──────── Working data ────────
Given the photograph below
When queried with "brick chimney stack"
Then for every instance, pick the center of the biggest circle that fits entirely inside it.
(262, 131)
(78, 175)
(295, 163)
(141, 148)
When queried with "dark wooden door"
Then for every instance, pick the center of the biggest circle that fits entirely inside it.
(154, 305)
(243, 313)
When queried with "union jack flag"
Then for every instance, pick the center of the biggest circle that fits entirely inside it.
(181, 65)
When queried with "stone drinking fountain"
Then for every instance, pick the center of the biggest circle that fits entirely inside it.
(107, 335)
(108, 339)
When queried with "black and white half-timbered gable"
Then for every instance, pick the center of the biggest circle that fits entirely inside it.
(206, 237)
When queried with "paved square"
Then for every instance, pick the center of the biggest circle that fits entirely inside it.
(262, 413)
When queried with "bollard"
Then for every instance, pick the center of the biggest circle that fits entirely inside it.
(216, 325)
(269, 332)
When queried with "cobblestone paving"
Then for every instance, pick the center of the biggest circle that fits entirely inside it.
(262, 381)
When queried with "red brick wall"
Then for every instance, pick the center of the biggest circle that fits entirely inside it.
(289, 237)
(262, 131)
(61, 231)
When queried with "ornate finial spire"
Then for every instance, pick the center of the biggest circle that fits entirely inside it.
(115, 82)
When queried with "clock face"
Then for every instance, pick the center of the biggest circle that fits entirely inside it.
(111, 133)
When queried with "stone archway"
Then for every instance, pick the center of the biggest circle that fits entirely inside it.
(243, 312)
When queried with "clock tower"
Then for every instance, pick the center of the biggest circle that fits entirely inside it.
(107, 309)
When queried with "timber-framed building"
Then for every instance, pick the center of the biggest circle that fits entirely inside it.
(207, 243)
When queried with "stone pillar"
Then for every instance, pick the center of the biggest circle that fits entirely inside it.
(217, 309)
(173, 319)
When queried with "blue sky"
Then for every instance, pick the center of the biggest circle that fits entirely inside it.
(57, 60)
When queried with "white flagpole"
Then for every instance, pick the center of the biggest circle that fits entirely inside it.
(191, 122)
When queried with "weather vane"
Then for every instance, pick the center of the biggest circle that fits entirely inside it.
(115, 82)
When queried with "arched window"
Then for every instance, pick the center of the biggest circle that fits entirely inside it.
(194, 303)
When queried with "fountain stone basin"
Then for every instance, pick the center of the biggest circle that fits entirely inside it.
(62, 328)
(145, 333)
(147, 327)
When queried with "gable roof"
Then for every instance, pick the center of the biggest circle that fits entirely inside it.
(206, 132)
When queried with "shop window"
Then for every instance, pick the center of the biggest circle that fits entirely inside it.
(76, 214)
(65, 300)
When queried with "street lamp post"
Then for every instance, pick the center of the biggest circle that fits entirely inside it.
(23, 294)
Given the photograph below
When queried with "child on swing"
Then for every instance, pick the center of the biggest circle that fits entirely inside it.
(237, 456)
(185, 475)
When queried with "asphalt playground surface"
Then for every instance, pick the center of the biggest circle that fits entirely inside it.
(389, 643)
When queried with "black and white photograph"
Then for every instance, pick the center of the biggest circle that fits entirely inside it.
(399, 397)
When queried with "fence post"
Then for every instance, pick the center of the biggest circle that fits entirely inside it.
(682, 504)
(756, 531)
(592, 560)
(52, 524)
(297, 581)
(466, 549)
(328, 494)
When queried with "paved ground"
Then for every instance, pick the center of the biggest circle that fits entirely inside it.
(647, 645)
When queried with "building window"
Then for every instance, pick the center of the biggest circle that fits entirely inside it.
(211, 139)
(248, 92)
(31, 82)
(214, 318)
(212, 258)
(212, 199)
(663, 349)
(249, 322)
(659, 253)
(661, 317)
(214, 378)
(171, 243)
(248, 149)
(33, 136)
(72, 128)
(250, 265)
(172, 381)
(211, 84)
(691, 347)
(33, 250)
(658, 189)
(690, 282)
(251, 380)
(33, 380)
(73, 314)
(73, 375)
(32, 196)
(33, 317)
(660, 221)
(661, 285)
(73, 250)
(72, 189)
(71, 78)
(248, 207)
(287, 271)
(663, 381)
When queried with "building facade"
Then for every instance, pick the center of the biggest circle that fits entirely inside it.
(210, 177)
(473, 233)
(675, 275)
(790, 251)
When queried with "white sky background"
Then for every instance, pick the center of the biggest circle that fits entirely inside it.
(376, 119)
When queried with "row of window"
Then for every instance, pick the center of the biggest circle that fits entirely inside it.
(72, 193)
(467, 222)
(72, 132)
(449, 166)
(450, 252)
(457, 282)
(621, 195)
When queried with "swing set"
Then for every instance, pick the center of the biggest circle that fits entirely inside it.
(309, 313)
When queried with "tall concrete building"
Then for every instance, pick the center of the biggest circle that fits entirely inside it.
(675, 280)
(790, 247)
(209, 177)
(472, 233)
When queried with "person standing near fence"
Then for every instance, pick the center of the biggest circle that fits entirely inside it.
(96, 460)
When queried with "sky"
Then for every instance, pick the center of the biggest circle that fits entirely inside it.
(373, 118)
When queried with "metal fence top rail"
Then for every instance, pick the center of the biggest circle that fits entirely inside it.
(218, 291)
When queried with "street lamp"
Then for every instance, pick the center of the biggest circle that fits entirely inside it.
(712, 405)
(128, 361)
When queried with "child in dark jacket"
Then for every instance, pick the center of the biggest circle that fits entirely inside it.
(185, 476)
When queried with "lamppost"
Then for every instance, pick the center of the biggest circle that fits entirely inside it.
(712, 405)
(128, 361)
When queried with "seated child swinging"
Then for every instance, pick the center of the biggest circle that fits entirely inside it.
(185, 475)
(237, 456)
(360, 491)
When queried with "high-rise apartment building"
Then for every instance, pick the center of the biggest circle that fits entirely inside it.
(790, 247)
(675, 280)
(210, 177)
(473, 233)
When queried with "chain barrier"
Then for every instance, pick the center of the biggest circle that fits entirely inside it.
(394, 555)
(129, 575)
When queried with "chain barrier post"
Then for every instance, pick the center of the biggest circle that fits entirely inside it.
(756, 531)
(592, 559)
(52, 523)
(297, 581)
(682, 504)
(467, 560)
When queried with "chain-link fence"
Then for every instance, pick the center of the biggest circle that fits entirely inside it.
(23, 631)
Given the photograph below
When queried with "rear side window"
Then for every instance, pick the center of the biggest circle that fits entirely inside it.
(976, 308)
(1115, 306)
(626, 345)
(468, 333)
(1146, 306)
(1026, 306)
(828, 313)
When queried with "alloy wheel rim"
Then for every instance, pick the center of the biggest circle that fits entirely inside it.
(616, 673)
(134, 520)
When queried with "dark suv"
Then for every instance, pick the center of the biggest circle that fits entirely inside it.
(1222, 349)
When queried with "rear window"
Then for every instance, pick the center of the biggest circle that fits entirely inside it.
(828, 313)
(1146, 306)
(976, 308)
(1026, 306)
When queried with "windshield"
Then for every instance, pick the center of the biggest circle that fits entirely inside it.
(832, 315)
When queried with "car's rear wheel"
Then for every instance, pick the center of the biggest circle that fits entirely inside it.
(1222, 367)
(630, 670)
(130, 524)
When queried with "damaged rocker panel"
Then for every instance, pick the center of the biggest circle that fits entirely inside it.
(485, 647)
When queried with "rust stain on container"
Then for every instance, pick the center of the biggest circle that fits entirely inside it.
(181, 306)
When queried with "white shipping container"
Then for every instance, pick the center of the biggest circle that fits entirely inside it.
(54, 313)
────────
The exercise
Identify every line above that contains the string "fountain" and copy each of those lines in full. Case counts.

Worked solution
When queried with "stone drinking fountain"
When queried with "fountain stone basin"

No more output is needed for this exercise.